Coordinate labeling data:
........
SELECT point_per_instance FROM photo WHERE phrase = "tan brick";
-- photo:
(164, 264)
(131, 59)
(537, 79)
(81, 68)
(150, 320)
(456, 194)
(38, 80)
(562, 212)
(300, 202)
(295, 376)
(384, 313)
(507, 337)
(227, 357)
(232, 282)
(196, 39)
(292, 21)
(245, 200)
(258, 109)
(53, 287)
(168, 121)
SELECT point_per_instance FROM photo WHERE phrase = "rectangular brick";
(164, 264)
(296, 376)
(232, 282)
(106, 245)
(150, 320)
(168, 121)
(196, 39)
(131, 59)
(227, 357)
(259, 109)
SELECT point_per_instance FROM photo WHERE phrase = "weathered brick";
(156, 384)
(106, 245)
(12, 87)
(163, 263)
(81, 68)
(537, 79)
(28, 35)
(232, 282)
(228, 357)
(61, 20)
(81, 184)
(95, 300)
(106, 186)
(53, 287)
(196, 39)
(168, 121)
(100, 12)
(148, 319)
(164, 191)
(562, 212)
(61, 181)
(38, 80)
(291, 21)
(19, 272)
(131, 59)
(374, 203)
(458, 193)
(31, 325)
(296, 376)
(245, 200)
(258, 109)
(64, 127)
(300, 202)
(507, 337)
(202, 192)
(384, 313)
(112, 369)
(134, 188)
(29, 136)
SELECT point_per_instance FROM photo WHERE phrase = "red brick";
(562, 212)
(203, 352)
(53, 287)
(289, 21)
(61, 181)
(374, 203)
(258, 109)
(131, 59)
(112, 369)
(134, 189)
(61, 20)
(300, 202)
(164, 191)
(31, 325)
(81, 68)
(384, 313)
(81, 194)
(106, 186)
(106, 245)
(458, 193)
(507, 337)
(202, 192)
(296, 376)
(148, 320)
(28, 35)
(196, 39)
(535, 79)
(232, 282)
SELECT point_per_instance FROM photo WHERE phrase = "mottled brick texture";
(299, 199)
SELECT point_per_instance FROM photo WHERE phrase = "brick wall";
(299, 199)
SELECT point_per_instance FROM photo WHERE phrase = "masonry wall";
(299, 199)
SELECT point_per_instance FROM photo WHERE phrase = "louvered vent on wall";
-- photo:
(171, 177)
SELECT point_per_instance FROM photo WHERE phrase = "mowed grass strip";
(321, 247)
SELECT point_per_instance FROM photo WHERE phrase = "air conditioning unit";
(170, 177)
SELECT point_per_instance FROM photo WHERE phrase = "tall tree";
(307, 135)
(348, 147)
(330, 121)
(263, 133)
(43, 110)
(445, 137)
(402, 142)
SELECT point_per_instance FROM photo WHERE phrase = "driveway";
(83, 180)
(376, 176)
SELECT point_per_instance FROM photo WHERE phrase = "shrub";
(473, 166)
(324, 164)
........
> PROBLEM DESCRIPTION: Reproduce the material above exactly; please quote every line of it.

> ANSWER FOR THIS EXERCISE:
SELECT point_per_instance FROM photo WHERE phrase = "tan brick";
-- photo:
(164, 264)
(131, 59)
(537, 79)
(81, 68)
(150, 320)
(456, 194)
(38, 80)
(562, 212)
(300, 202)
(295, 376)
(384, 313)
(507, 337)
(227, 357)
(232, 282)
(196, 39)
(292, 21)
(245, 200)
(258, 109)
(53, 287)
(168, 121)
SELECT point_per_instance FROM photo WHERE phrase = "rectangular brick";
(164, 264)
(296, 376)
(232, 282)
(106, 245)
(150, 320)
(168, 121)
(196, 39)
(131, 59)
(227, 357)
(259, 109)
SELECT point_per_instance FROM photo WHERE phrase = "weathered brick";
(156, 384)
(106, 245)
(12, 87)
(163, 263)
(81, 68)
(537, 79)
(28, 35)
(232, 282)
(228, 357)
(61, 20)
(81, 184)
(95, 300)
(106, 186)
(53, 287)
(196, 39)
(168, 121)
(100, 12)
(148, 319)
(164, 191)
(562, 212)
(61, 181)
(38, 80)
(291, 21)
(19, 272)
(131, 59)
(374, 203)
(458, 193)
(31, 325)
(296, 376)
(245, 200)
(258, 109)
(64, 127)
(300, 202)
(507, 337)
(202, 192)
(384, 313)
(112, 369)
(134, 188)
(29, 136)
SELECT point_per_instance FROM photo WHERE phrase = "red brick";
(562, 212)
(203, 352)
(53, 287)
(289, 21)
(61, 181)
(374, 203)
(258, 109)
(131, 59)
(112, 369)
(134, 189)
(61, 20)
(300, 202)
(164, 191)
(31, 325)
(81, 68)
(384, 313)
(81, 194)
(106, 186)
(106, 245)
(458, 193)
(507, 337)
(202, 192)
(296, 376)
(148, 320)
(28, 35)
(196, 39)
(535, 79)
(232, 282)
SELECT point_per_instance FROM photo WHERE phrase = "mottled brick texture";
(299, 199)
SELECT point_per_instance FROM photo WHERE phrase = "brick wall";
(299, 199)
SELECT point_per_instance FROM photo WHERE phrase = "masonry wall";
(299, 199)
SELECT point_per_instance FROM photo WHERE phrase = "louvered vent on wall";
-- photo:
(171, 177)
SELECT point_per_instance FROM photo WHERE phrase = "mowed grass strip";
(321, 247)
SELECT point_per_instance FROM photo WHERE phrase = "air conditioning unit";
(170, 177)
SELECT point_per_instance FROM photo WHERE phrase = "tall tree";
(307, 135)
(348, 147)
(330, 121)
(263, 133)
(43, 110)
(445, 137)
(402, 142)
SELECT point_per_instance FROM photo WHERE phrase = "driveway";
(83, 180)
(376, 176)
SELECT point_per_instance FROM photo WHERE phrase = "shrub";
(473, 166)
(324, 164)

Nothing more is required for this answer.